(SOURCE PASSAGE):
Measuring the absolute neutron beam fluence necessitates the use of a reaction in which the neutron cross section is accurately known over the relevant energy range and a detection technique which is insensitive to gamma-rays or is capable of distinguishing gamma-rays from neutrons. In this work, neutron activation of aluminum and gold foils was used to make absolute measurements of the fast neutron (En ~ 10 MeV) fluence. Neutron activation of gold foils was also used to make a relative measurement of the thermal neutron fluence. The neutrons produced nuclear reactions in the foils, converting a small quantity of the stable atoms in the foils into radioactive ones which subsequently generate gamma-rays in their decay process. The activated foils are then removed from the beam and placed in front of a high-purity germanium (HPGe) detector that measures the energy spectrum of the gamma-rays emitted by the foil. By counting the number of gamma-rays detected over a set time, the incident neutron fluence at the foil location was determined using the known reaction cross sections. The measured neutron fluence was used to calculate the imparted dose to live mouse targets via the muscle tissue neutron kerma factors. Liquid and plastic scintillation detectors were also used to monitor the relative neutron flux in real time during the experiments. These relative detectors were subsequently calibrated using flux results obtained from the foil activation measurements and were used for real time dose monitoring.

(Source data)
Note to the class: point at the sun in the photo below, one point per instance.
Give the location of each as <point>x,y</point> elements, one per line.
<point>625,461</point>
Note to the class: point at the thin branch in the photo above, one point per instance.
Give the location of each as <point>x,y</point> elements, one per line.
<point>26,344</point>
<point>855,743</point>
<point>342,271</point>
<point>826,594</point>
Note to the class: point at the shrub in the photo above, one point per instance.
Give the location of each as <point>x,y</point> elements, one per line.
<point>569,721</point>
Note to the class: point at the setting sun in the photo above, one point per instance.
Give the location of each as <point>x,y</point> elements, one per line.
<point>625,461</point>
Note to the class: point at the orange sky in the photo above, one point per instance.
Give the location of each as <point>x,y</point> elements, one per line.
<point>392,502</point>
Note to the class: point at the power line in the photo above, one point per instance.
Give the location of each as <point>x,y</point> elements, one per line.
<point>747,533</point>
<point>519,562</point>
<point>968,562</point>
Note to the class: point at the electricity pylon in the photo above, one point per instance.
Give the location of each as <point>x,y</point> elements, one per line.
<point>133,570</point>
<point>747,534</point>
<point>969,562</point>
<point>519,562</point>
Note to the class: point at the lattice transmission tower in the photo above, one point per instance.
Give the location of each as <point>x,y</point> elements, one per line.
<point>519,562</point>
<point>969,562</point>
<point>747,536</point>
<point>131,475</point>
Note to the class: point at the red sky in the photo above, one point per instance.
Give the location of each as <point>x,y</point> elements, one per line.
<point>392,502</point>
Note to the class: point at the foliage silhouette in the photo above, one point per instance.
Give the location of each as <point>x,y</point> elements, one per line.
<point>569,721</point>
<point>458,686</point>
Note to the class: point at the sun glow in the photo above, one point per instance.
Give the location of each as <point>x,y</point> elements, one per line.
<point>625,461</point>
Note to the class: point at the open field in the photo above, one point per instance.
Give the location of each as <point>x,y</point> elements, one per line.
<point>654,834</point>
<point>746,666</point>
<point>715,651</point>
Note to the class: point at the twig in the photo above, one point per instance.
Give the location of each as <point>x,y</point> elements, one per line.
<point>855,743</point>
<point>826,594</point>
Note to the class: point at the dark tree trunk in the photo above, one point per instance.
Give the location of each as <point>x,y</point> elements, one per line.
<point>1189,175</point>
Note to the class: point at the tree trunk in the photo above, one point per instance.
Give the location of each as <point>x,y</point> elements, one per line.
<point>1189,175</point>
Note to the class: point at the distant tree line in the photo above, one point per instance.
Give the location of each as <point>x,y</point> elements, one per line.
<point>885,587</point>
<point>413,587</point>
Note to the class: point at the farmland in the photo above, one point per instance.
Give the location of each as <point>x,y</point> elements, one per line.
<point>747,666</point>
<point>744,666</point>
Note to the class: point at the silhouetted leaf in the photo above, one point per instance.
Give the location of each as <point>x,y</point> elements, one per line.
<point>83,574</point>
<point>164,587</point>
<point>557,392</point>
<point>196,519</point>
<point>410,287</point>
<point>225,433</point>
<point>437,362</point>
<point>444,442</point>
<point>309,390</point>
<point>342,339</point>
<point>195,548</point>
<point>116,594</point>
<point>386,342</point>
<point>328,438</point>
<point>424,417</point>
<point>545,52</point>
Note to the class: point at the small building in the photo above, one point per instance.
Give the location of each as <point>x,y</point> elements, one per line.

(INSTRUCTIONS FOR THE TASK):
Reproduce the neutron fluence passage above in full, word for word.

(EXERCISE RESULT):
Measuring the absolute neutron beam fluence necessitates the use of a reaction in which the neutron cross section is accurately known over the relevant energy range and a detection technique which is insensitive to gamma-rays or is capable of distinguishing gamma-rays from neutrons. In this work, neutron activation of aluminum and gold foils was used to make absolute measurements of the fast neutron (En ~ 10 MeV) fluence. Neutron activation of gold foils was also used to make a relative measurement of the thermal neutron fluence. The neutrons produced nuclear reactions in the foils, converting a small quantity of the stable atoms in the foils into radioactive ones which subsequently generate gamma-rays in their decay process. The activated foils are then removed from the beam and placed in front of a high-purity germanium (HPGe) detector that measures the energy spectrum of the gamma-rays emitted by the foil. By counting the number of gamma-rays detected over a set time, the incident neutron fluence at the foil location was determined using the known reaction cross sections. The measured neutron fluence was used to calculate the imparted dose to live mouse targets via the muscle tissue neutron kerma factors. Liquid and plastic scintillation detectors were also used to monitor the relative neutron flux in real time during the experiments. These relative detectors were subsequently calibrated using flux results obtained from the foil activation measurements and were used for real time dose monitoring.